8. these conceived joys, these joys conceived by him.

II. quite, requite. Compare note on v. 112.

Ib. favourites. "Query, "favourers"?' (Dyce.)

15. They did, i.e. they would.

Ib. images, figures-of the three goddesses who appeared before Paris. 18. Jove. See note to Doctor Faustus, i. 74.

21. grac'd with, honoured by. Compare 'troopèd with,' vii. 3; and 'circled with,' below, 67.

25. wears, a confusion of construction for 'wearest.'

43. I find, &c. These lines form one of those compliments to Queen Elizabeth which, as Dyce observes, frequently occur at the conclusion of dramas acted during her lifetime-mainly, no doubt, in those acted at Court. Compare Cranmer's prophecy at the close of Henry VIII, which, so far as it refers to Elizabeth's reign, I cannot believe to have been written for recitation before her death.--Another complimentary passage of this kind is at the close of Peele's Arraignment of Paris, where 'Diana describeth the nymph Eliza, a figure of the queen'; even in A Looking-Glass for London and England Jonas contrives a tribute to the saving virtues of Elizabeth.

Ib. prescience, accented on the second syllable.

44. temper'd. Compare vi. 2.

45. That here. . . Troynovant. This is one of the many allusions in our writers to the legend taken from Nennius' by Geoffrey of Monmouth, according to which the first inhabitants of Britain were Trojans led to Italy by Aeneas, the wife of whose grandson Silvius bore a son named Brut. Geoffrey of Monmouth, at the end of the First Book of his Historia Britonum, brings Brut to the foundation of TroynovantNew Troy-afterwards London. See H. Morley, English Writers, i. 2. 499-500. Layamon's Brut' is an enlarged English version of Wace's Norman-French metrical translation of Geoffrey's History. Milton, in his History of Britain, ad in., writes: after this, Brutus in a chosen place builds Troja Nova, changed in time to Trinovantum, now London.' -Compare 'wandering Brute,' below, 1. 55; and see also note to xiii. 78, and the passage there cited from Peele's Edward I. Compare also Peele's Anglorum Feriae, England's Holidays:

Those quiet days that Englishmen enjoy

Under our Queen, fair Queen of Brute's New Troy';

and Dekker's The Seuen Deadly Sinnes of London, where London is called This fairest-faced daughter of Brute,' and afterwards 'faire Troynouant.'

46. From forth. For this prepositional use of 'forth,' by itself or with 'of' and 'from,' see Abbott, § 156.

48. deface, obliterate, i. e. outvie.

Ib. Phoebus' flower, the sun-flower.

56. these. 'Query, "those"? but our early writers did not always make the distinction between "these" and "those" which is made at the present day.' (Dyce.)

57. gorgeous, gorgeously.

◆ **MATERIAL SUPPLIED**:
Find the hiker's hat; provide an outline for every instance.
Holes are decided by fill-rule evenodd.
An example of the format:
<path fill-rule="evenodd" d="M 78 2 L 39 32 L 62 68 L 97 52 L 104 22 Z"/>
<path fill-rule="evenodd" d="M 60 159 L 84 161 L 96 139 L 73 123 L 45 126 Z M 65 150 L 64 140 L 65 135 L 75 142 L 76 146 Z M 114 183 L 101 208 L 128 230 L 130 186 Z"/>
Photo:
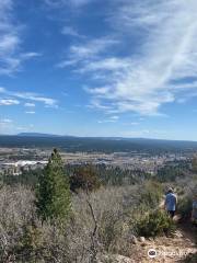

◆ **TASK OBJECTIVE**: According to the notes, why might "these" in line 56 need no change to "those"? Please answer in one to three sentences.

◆ **FINISHED TASK**: Early writers did not always make the distinction between "these" and "those" that is made today. So "these" may stand even though Dyce queried whether it should read "those."